→ **REQUEST**
Copy the material below line for line, changing nothing, and leave the pictures out of your copy.

→ **RAW DATA**
* * * * * * * * *
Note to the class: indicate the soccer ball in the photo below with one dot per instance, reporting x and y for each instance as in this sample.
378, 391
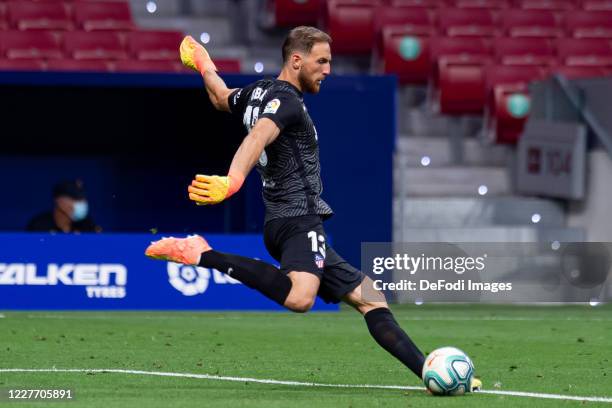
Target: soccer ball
448, 371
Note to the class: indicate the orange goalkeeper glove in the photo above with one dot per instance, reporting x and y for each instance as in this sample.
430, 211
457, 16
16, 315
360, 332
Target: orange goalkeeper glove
195, 56
214, 189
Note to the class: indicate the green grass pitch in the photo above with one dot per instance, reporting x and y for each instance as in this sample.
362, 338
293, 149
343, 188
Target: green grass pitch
563, 350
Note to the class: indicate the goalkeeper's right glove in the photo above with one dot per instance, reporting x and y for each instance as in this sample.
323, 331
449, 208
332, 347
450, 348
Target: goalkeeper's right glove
195, 56
206, 190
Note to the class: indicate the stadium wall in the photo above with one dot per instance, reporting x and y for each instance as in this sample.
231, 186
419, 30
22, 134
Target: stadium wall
137, 140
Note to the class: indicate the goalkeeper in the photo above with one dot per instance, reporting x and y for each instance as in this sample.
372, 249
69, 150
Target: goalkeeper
282, 144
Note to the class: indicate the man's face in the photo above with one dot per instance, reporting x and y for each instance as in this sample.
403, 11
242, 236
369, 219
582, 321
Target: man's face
315, 67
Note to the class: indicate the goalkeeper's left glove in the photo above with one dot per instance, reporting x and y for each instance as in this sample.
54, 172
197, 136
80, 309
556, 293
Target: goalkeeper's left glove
195, 56
214, 189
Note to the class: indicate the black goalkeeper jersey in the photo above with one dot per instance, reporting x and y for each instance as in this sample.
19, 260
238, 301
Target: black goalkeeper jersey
289, 167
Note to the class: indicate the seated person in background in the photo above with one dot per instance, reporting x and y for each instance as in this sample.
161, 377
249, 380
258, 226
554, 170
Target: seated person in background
70, 213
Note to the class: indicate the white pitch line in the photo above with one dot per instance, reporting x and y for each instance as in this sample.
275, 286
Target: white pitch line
* * * * * * * * *
→ **WRITTEN SOLUTION**
Note to the class: indicate the soccer ball in the photo below with one dot per instance, reporting x and y for each instance as in this sample.
378, 391
Target: soccer ball
448, 371
Note to the class: indicate the orange goalkeeper glove in the photo above with one dot per instance, reporting x and y for each instance as in this sample.
430, 211
457, 16
16, 315
360, 332
Target: orange goalkeeper glove
195, 56
214, 189
Note to the class: indicate the green grass pitch in the photo above with one dot per instance, reporting x and y for each instance as in this sample.
362, 338
293, 149
343, 188
Target: green grass pitch
563, 350
Note to the class: indicate the goalkeeper's right glove in the photo above with one dot per instance, reporting x and y for each instance as in this sample.
323, 331
449, 208
332, 347
450, 348
Target: goalkeeper's right glove
195, 56
206, 190
Note to the class: indicate the stadium wall in the photo above with one dot per instance, reporting x and y for each instance as in this sample.
231, 186
419, 30
22, 134
Target: stadium wall
137, 140
Note to the class: indicate the goalkeeper in the photo above with one dot per instance, reporting x and y for each instance as in this sample.
372, 249
69, 150
Target: goalkeeper
282, 144
Note to the class: indicate the man's face in the photo above with one dot per instance, reporting x and y for each instance as in this sample.
403, 11
242, 236
369, 219
582, 321
Target: man's face
315, 67
Note to the class: indicate the goalkeeper's left glove in the photo above with one dot per instance, reporting x and y for each instance as in this sample.
54, 172
197, 136
80, 309
556, 293
Target: goalkeeper's left glove
195, 56
214, 189
Note to the class: indicate the black goalkeeper jersey in the photo above with one dot per instance, reporting x and y for each instance as in this sample.
19, 260
238, 301
Target: black goalkeeper jersey
289, 167
Note to the class: indicate the seated person in background in the photo above with one dot per instance, reporting x and y for each instance as in this sample.
161, 377
249, 380
258, 226
554, 170
Target: seated person in background
70, 213
Note to the class: indicate the white pitch line in the photo above with one dot per instance, reporting x and y for each instance as in this sample.
275, 286
Target: white pitch line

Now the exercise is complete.